═════ Given data ═════

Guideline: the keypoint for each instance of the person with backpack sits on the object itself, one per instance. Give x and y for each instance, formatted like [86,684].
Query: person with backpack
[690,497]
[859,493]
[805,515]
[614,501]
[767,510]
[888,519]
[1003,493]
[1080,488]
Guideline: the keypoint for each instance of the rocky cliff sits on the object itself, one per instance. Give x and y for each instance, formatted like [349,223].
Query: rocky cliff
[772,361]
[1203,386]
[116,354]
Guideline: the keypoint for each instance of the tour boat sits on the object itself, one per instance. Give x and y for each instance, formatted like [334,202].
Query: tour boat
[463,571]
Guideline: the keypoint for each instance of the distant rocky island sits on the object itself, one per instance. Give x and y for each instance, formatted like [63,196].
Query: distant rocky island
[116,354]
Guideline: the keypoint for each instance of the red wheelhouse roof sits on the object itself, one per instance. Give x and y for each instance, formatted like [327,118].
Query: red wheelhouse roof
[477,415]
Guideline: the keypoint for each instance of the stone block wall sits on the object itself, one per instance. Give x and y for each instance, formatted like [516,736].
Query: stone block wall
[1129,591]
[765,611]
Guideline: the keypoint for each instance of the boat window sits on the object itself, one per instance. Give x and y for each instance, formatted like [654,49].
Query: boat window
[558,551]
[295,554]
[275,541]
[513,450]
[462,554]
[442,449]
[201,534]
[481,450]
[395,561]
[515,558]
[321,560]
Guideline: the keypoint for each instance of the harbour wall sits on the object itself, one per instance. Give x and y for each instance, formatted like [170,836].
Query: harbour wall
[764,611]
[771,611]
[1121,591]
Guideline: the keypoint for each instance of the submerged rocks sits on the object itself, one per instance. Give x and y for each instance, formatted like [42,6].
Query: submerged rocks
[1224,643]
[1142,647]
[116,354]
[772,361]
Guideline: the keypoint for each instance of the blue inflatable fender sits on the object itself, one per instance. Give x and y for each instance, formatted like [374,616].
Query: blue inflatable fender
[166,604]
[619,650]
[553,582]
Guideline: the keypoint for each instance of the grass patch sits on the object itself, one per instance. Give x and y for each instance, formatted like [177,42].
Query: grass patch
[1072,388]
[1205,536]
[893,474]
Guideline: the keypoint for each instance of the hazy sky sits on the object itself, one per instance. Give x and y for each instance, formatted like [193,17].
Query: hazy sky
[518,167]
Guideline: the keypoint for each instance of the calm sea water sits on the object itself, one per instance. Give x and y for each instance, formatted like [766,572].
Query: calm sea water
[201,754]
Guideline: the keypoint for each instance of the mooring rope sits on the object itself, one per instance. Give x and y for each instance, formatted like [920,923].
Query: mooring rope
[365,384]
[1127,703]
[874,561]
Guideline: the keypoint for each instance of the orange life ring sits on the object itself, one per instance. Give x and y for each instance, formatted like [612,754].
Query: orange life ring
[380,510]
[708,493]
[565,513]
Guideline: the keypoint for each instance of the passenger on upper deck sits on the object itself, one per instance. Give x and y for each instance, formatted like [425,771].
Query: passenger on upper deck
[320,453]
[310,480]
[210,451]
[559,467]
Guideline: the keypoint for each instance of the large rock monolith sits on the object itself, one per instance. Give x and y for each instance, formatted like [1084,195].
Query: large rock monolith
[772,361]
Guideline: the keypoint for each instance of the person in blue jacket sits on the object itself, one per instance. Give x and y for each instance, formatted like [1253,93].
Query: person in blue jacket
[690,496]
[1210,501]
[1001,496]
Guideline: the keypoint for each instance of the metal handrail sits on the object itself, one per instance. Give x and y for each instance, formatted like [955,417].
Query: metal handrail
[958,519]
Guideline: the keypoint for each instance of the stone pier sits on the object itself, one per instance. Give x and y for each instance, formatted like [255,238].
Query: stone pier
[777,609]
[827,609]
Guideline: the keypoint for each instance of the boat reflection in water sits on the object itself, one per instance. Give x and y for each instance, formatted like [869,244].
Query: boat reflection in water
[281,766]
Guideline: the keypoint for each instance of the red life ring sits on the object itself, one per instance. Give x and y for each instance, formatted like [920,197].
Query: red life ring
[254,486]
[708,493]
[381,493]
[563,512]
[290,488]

═════
═════ Given data ═════

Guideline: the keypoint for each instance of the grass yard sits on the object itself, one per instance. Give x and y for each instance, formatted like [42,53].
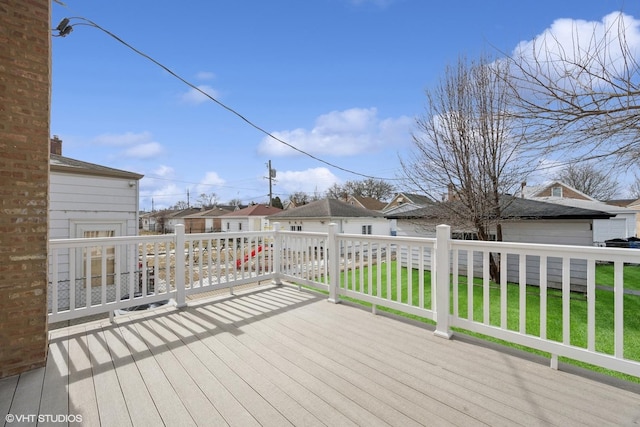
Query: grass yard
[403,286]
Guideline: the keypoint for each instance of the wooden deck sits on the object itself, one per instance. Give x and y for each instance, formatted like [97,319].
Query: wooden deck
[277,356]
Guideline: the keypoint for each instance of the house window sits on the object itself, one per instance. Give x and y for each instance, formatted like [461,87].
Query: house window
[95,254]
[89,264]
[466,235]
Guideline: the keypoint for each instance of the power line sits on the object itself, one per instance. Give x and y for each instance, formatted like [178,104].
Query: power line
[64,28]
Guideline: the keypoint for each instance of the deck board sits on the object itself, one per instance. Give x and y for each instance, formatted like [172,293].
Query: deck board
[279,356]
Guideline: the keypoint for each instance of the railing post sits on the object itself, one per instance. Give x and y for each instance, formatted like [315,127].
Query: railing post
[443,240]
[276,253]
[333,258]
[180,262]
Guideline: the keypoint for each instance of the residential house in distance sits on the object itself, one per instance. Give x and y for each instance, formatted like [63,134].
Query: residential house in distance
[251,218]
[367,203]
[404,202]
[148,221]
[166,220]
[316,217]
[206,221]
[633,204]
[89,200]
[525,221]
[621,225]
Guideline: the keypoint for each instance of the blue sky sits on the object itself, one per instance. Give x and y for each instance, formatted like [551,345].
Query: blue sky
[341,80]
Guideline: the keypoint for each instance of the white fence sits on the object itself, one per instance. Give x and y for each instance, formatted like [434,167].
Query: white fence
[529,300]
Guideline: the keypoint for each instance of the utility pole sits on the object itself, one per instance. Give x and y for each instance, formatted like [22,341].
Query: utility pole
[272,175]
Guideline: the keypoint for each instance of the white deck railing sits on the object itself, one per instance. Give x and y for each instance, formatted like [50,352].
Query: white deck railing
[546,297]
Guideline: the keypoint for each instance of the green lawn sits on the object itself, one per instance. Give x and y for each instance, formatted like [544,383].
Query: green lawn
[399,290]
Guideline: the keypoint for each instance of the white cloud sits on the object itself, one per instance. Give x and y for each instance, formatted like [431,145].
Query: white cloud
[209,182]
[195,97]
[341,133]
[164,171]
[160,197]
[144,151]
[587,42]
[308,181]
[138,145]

═════

Gather every line in the source data that contains the word "hazy" and list those lines.

[The answer]
Guideline: the keypoint for each instance of the hazy sky sits on the object itself, one per instance. Give x and y for each instance, formatted like [193,17].
Query: hazy sky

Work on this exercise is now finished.